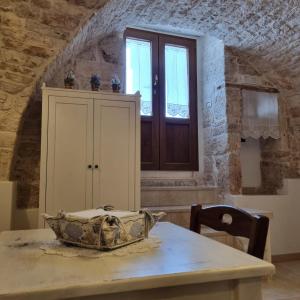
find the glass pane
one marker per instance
(177, 82)
(138, 72)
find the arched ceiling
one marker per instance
(266, 31)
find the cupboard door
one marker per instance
(70, 151)
(114, 154)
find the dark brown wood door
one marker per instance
(178, 136)
(168, 143)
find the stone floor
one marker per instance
(285, 285)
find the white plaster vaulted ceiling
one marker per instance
(266, 29)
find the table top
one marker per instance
(184, 257)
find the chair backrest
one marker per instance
(234, 221)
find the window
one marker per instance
(163, 69)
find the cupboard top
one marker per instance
(107, 95)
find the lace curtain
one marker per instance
(260, 115)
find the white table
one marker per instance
(186, 266)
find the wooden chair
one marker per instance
(234, 221)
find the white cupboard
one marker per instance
(90, 153)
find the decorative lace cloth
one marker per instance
(260, 115)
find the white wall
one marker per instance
(285, 225)
(250, 163)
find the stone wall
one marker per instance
(32, 34)
(213, 98)
(40, 39)
(280, 158)
(105, 58)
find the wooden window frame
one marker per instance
(155, 142)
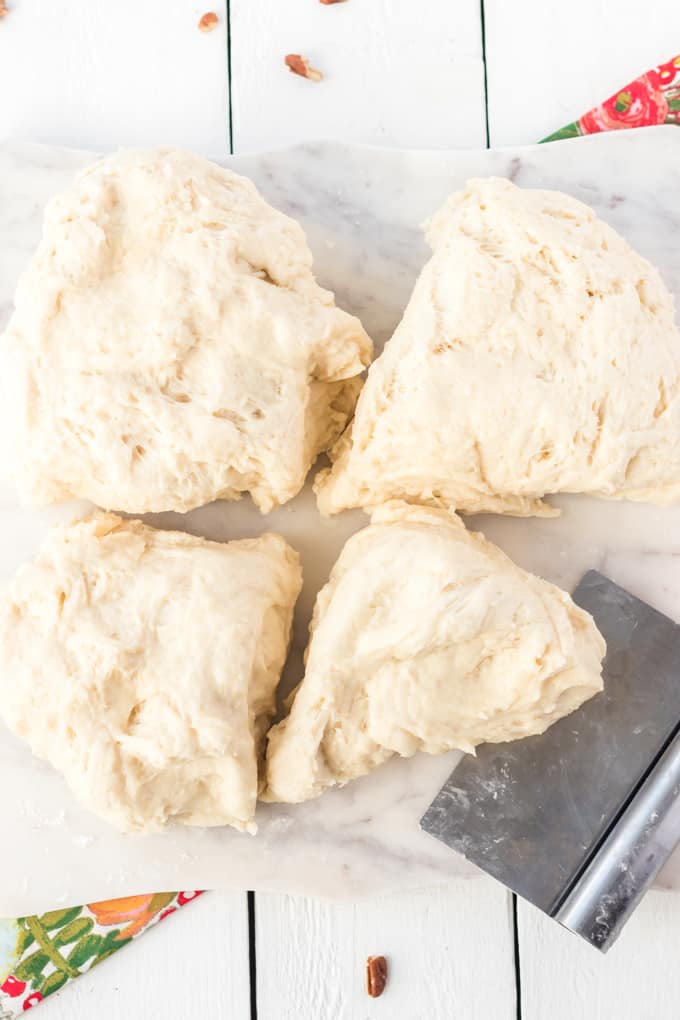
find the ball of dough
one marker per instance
(427, 638)
(143, 665)
(538, 354)
(170, 345)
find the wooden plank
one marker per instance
(99, 74)
(391, 75)
(639, 979)
(194, 964)
(550, 61)
(450, 953)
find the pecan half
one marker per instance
(301, 65)
(376, 975)
(208, 21)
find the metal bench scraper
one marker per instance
(580, 819)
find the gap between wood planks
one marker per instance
(252, 931)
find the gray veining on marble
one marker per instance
(361, 208)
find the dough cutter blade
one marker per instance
(580, 819)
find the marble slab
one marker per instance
(361, 208)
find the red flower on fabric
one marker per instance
(184, 898)
(13, 987)
(640, 104)
(668, 72)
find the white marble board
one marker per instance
(361, 208)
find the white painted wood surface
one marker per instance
(639, 979)
(96, 73)
(393, 74)
(101, 73)
(311, 956)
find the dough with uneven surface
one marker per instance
(143, 665)
(170, 346)
(427, 638)
(538, 354)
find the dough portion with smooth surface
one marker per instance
(427, 638)
(143, 665)
(538, 354)
(170, 346)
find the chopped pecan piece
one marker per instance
(376, 975)
(300, 65)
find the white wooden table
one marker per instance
(98, 73)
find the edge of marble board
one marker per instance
(331, 851)
(598, 138)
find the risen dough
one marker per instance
(538, 354)
(427, 638)
(170, 346)
(143, 665)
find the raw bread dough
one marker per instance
(143, 665)
(427, 638)
(538, 354)
(170, 345)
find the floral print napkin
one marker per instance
(651, 99)
(39, 955)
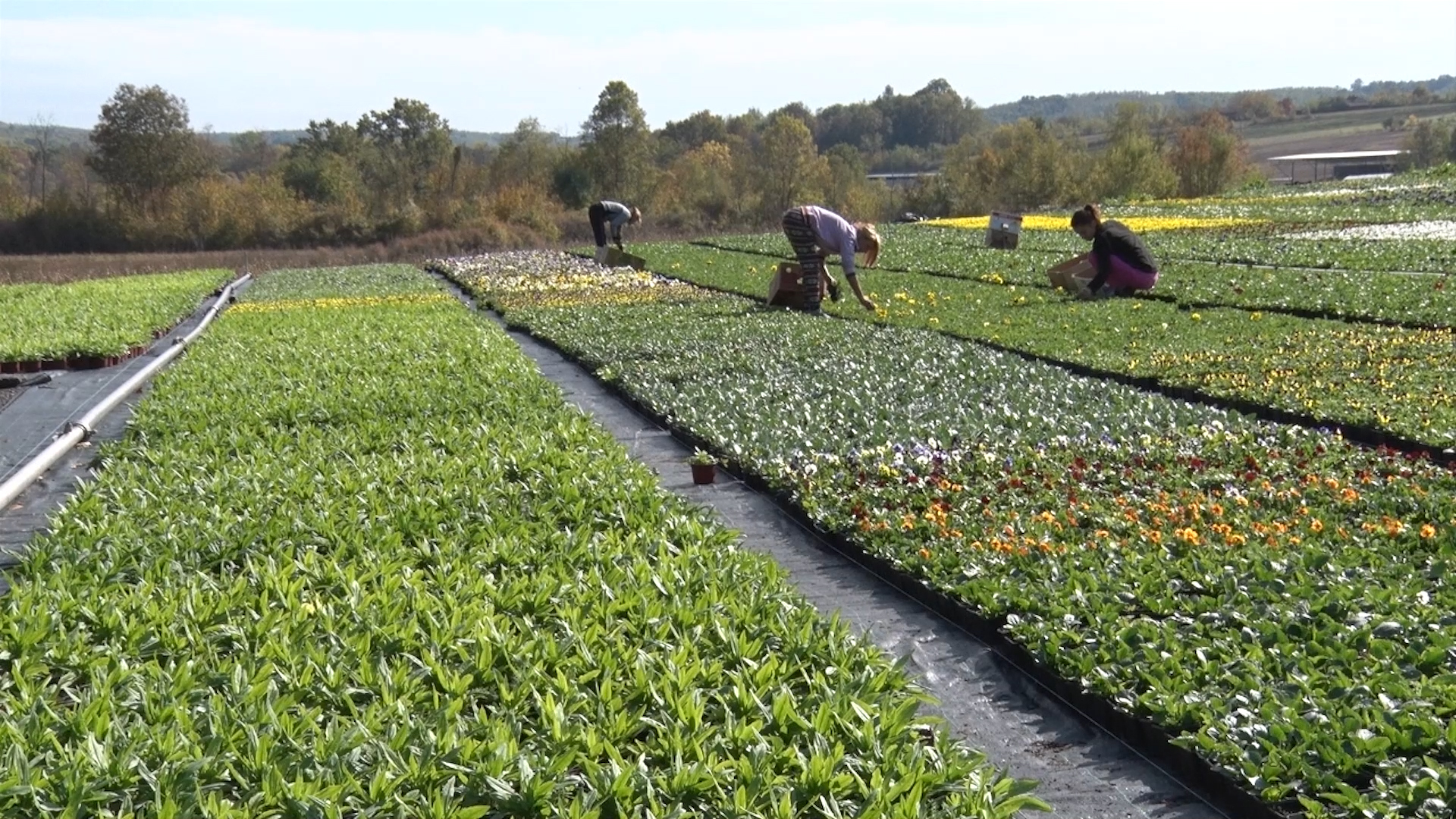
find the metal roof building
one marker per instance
(1343, 164)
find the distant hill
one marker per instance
(18, 133)
(1056, 107)
(1101, 104)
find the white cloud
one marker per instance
(240, 74)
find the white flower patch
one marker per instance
(1432, 229)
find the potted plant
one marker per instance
(705, 466)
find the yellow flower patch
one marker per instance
(338, 303)
(1136, 223)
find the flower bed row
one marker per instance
(95, 322)
(356, 557)
(1357, 295)
(1276, 598)
(1388, 381)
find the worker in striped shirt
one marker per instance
(816, 232)
(612, 213)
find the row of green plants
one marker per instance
(1389, 379)
(104, 316)
(1274, 598)
(357, 558)
(1379, 241)
(1354, 295)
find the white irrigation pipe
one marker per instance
(76, 431)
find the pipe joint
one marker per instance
(86, 431)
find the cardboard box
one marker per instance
(619, 259)
(1003, 231)
(785, 289)
(1074, 275)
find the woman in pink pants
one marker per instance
(1123, 261)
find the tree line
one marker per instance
(147, 181)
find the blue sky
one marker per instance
(485, 66)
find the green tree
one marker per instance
(698, 190)
(251, 153)
(526, 158)
(12, 196)
(1133, 165)
(145, 146)
(858, 124)
(1207, 156)
(618, 143)
(571, 181)
(410, 146)
(789, 168)
(679, 137)
(324, 167)
(1021, 165)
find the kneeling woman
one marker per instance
(1123, 261)
(814, 232)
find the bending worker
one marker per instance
(1123, 261)
(615, 213)
(814, 232)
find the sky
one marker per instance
(485, 66)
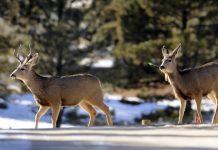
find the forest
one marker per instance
(119, 41)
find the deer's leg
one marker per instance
(42, 110)
(181, 110)
(106, 110)
(198, 104)
(92, 112)
(55, 112)
(215, 100)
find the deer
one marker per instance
(84, 90)
(191, 83)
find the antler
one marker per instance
(30, 50)
(16, 54)
(29, 56)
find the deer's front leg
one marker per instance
(42, 110)
(55, 113)
(181, 110)
(198, 104)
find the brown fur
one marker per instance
(82, 89)
(191, 83)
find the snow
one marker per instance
(21, 113)
(103, 63)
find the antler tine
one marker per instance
(30, 49)
(16, 54)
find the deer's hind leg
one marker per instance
(55, 112)
(198, 104)
(42, 110)
(214, 98)
(92, 112)
(181, 109)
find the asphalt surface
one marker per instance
(171, 137)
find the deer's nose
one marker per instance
(161, 67)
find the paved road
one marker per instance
(201, 137)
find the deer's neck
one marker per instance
(35, 83)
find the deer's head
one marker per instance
(24, 69)
(168, 64)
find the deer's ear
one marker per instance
(164, 51)
(176, 50)
(34, 60)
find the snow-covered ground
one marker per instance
(22, 109)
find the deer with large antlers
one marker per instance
(193, 83)
(81, 89)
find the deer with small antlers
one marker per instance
(193, 83)
(81, 89)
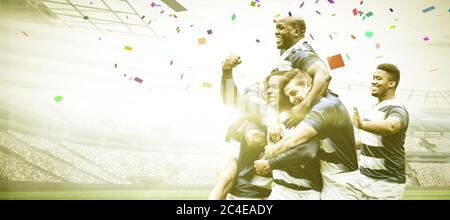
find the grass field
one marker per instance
(416, 194)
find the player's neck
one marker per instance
(389, 95)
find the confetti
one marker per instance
(58, 98)
(369, 34)
(137, 79)
(202, 41)
(154, 5)
(335, 61)
(207, 85)
(428, 9)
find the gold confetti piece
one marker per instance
(207, 85)
(202, 41)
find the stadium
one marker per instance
(115, 99)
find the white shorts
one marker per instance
(374, 189)
(341, 186)
(233, 197)
(280, 192)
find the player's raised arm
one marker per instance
(228, 90)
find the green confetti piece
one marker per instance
(58, 98)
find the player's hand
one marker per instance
(295, 116)
(270, 151)
(262, 167)
(356, 118)
(231, 62)
(274, 132)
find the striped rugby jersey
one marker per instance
(383, 157)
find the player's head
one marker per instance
(289, 30)
(298, 87)
(385, 79)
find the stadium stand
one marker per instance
(432, 174)
(412, 144)
(442, 144)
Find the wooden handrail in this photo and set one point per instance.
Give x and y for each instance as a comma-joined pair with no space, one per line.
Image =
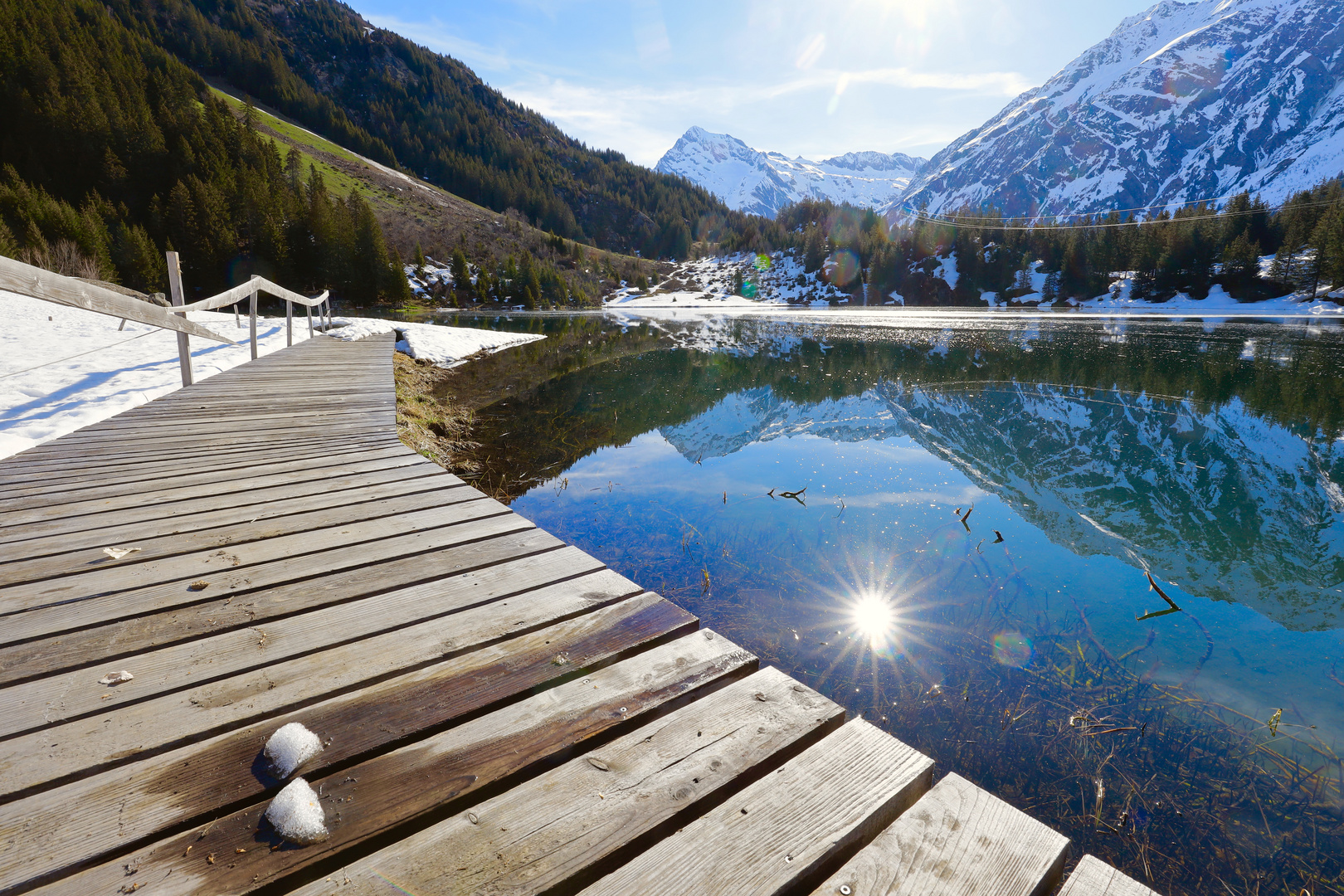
37,282
244,290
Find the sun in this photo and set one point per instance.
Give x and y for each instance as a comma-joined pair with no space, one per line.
875,618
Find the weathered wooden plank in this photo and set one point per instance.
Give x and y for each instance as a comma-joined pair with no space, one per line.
22,468
188,442
377,458
206,473
125,525
207,441
236,582
957,839
27,280
169,557
77,476
168,503
789,828
520,561
426,777
69,825
58,752
212,421
183,543
1094,878
75,692
129,431
577,821
128,574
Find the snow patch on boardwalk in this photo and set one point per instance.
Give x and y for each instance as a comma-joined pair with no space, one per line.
62,368
441,345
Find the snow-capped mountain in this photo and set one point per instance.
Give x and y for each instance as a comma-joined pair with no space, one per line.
761,183
1179,104
1220,501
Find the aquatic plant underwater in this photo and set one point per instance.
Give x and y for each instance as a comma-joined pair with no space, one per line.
936,587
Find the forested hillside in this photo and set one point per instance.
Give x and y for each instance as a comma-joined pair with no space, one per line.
382,95
955,261
113,152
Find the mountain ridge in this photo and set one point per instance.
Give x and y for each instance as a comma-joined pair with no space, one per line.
761,183
1181,102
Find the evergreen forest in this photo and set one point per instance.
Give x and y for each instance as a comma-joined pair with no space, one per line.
402,105
1186,251
114,152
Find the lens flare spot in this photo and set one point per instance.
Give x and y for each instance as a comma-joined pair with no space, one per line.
841,268
874,618
1012,649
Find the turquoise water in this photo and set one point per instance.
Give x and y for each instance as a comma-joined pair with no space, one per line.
977,509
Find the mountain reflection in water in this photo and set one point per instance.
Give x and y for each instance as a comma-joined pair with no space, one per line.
1210,455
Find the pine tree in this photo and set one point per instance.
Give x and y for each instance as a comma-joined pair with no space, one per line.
461,273
1050,289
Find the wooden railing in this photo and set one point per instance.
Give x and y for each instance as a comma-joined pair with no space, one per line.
26,280
231,297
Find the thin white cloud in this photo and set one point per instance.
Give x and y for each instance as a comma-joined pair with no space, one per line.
440,38
644,121
650,32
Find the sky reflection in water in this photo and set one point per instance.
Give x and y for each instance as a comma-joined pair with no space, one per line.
1083,453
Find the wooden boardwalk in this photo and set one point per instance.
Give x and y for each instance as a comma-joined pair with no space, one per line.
500,713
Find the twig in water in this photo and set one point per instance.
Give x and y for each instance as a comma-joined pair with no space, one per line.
1171,605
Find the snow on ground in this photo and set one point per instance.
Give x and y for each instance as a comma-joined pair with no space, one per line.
441,345
704,285
62,368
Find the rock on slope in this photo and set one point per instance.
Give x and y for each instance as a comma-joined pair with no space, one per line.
1181,102
763,182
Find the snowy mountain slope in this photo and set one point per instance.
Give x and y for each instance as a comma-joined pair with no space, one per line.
1220,501
1181,102
763,182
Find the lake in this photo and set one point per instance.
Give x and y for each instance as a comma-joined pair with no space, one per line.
947,525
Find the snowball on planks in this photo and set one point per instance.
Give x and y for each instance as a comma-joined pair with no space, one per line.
290,747
297,816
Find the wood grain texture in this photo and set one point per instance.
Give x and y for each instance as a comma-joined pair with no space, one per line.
416,494
66,826
166,504
388,789
795,824
123,527
65,583
37,282
51,755
957,839
479,571
572,820
1094,878
75,692
234,582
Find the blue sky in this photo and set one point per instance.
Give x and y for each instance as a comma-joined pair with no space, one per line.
801,77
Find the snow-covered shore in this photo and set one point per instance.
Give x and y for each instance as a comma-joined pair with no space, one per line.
62,368
780,285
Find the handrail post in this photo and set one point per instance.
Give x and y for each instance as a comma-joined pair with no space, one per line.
183,344
251,324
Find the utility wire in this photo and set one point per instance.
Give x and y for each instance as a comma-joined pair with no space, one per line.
962,222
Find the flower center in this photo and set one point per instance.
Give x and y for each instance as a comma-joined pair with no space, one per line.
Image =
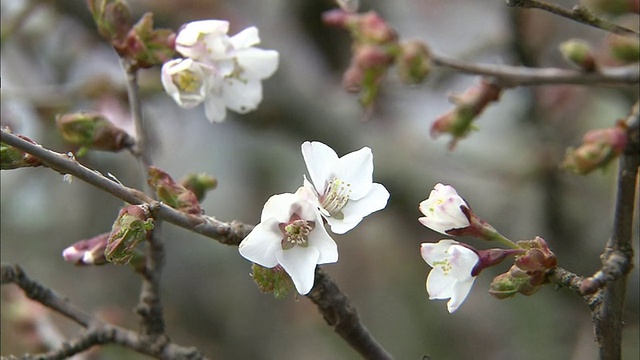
----------------------------------------
### What is needed
While skipping the pictures, transcribe the data above from the line showing "find the white irrigation pipe" through the line showing "find the deer's leg", exactly and with both ends.

### Expected output
find the white irrigation pipe
one marker per instance
(76, 431)
find the pipe joint
one marker per instance
(86, 431)
find the cardboard box
one marker per instance
(619, 259)
(1003, 231)
(785, 289)
(1074, 275)
find the woman in pink pants
one marker per instance
(1123, 261)
find the tree line
one marker per instance
(147, 181)
find the blue sky
one marker per instance
(485, 66)
find the green tree
one marker per instance
(698, 190)
(251, 153)
(526, 158)
(12, 196)
(1133, 165)
(145, 146)
(858, 124)
(1207, 156)
(618, 143)
(571, 181)
(410, 146)
(789, 168)
(679, 137)
(324, 167)
(1021, 165)
find the kneeling woman
one marker per instance
(1123, 261)
(814, 232)
find the bending worker
one marker per instance
(1123, 261)
(615, 213)
(814, 232)
find the sky
one marker per instance
(485, 66)
find the forest
one marker per instance
(119, 41)
find the deer's leg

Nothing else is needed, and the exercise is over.